§ **EXERCISE GOAL**
Go over the material below and report every line that contains the word "riverbed".

RECORD EXCERPTS Start Marker

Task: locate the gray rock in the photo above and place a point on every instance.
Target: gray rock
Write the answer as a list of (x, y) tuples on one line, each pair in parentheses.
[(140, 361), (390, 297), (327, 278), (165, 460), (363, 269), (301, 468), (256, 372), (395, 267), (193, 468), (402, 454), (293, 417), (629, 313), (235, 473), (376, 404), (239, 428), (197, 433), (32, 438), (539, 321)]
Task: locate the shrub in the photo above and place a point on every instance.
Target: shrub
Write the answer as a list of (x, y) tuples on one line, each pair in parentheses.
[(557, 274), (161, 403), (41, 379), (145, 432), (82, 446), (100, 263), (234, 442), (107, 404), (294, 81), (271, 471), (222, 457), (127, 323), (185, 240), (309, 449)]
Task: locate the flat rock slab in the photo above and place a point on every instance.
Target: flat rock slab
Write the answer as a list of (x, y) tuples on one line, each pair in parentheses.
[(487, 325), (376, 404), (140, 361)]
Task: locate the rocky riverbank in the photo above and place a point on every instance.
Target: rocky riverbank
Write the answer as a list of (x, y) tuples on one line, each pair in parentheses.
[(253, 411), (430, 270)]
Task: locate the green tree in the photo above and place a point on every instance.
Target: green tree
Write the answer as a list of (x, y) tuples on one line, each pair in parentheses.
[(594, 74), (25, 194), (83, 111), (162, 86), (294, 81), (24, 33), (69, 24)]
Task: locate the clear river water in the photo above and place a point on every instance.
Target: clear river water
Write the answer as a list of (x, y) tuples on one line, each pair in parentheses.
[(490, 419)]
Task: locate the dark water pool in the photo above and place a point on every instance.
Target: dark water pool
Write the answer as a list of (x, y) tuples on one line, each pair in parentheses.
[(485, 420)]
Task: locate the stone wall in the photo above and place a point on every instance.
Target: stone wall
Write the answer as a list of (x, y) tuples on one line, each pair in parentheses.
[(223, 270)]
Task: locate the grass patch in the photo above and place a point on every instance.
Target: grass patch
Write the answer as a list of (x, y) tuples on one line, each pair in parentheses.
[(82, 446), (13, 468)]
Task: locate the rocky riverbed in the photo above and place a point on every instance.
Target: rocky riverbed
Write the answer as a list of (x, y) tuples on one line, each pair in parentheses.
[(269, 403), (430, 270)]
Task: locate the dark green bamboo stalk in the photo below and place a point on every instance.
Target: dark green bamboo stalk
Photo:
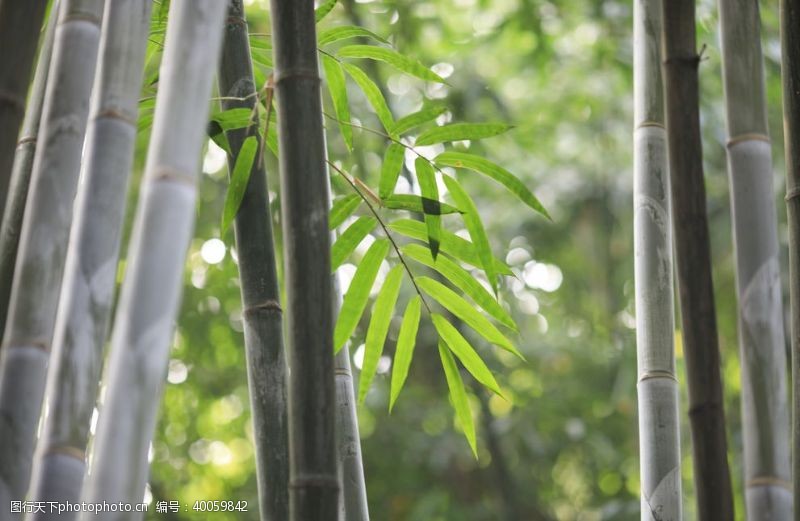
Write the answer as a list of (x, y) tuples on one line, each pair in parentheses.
[(693, 252), (43, 244), (314, 486), (20, 24), (11, 225), (262, 316), (790, 52)]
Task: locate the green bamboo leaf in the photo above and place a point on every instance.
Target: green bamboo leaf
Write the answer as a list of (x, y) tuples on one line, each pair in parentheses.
[(239, 179), (378, 328), (345, 32), (342, 209), (463, 280), (338, 90), (415, 203), (468, 314), (350, 239), (355, 300), (460, 132), (430, 203), (458, 396), (323, 10), (416, 119), (496, 172), (372, 93), (390, 170), (393, 58), (404, 352), (474, 225), (465, 353), (453, 245)]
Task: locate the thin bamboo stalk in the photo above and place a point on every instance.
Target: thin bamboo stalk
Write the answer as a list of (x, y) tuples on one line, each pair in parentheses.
[(314, 485), (150, 295), (20, 23), (765, 411), (659, 433), (262, 316), (690, 226), (90, 273), (11, 225), (790, 72), (43, 244)]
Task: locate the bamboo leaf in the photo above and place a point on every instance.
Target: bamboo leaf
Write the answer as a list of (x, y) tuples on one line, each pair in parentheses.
[(372, 93), (404, 352), (461, 279), (393, 58), (430, 203), (465, 353), (358, 293), (239, 179), (453, 245), (468, 314), (342, 209), (378, 328), (338, 90), (460, 132), (474, 225), (415, 203), (458, 396), (390, 170), (350, 239), (494, 171), (345, 32), (416, 119)]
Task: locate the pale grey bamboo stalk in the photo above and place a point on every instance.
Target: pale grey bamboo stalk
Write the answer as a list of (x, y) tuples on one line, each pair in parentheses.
[(11, 225), (659, 434), (765, 411), (90, 273), (150, 295), (43, 244)]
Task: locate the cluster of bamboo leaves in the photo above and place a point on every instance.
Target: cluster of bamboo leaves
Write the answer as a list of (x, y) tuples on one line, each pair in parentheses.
[(381, 211)]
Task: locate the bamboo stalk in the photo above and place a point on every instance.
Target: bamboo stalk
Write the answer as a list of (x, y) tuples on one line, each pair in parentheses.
[(790, 72), (20, 23), (150, 295), (90, 273), (765, 411), (43, 244), (659, 433), (690, 226), (314, 486), (262, 317), (11, 225)]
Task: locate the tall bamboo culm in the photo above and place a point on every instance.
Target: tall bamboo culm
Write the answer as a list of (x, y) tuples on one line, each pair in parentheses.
[(765, 411), (693, 252), (20, 24), (790, 72), (659, 434), (314, 485), (263, 329), (164, 223), (43, 244), (11, 225), (90, 273)]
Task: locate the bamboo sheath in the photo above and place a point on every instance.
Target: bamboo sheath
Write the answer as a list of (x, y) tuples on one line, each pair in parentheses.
[(693, 255), (314, 484), (659, 436), (262, 317), (163, 227), (11, 225), (90, 273), (43, 244)]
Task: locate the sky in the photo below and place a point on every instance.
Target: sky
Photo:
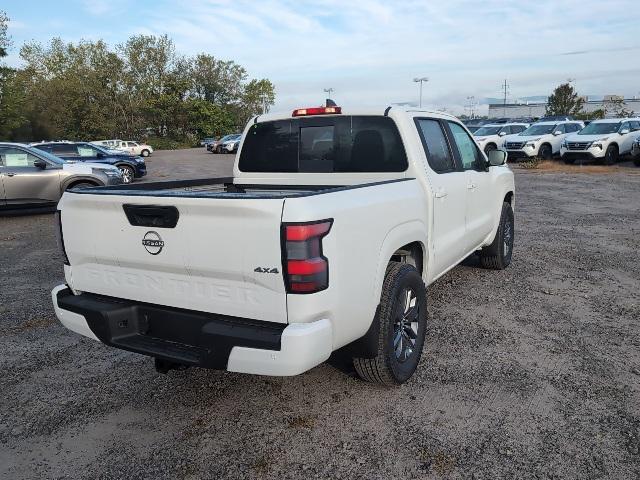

RECORD EXCERPTS End Marker

§ **SOLUTION FOR THIS PROBLEM**
Task: locate the rocky riverbed in the photo above and place a point on every instance.
Target: rocky riverbed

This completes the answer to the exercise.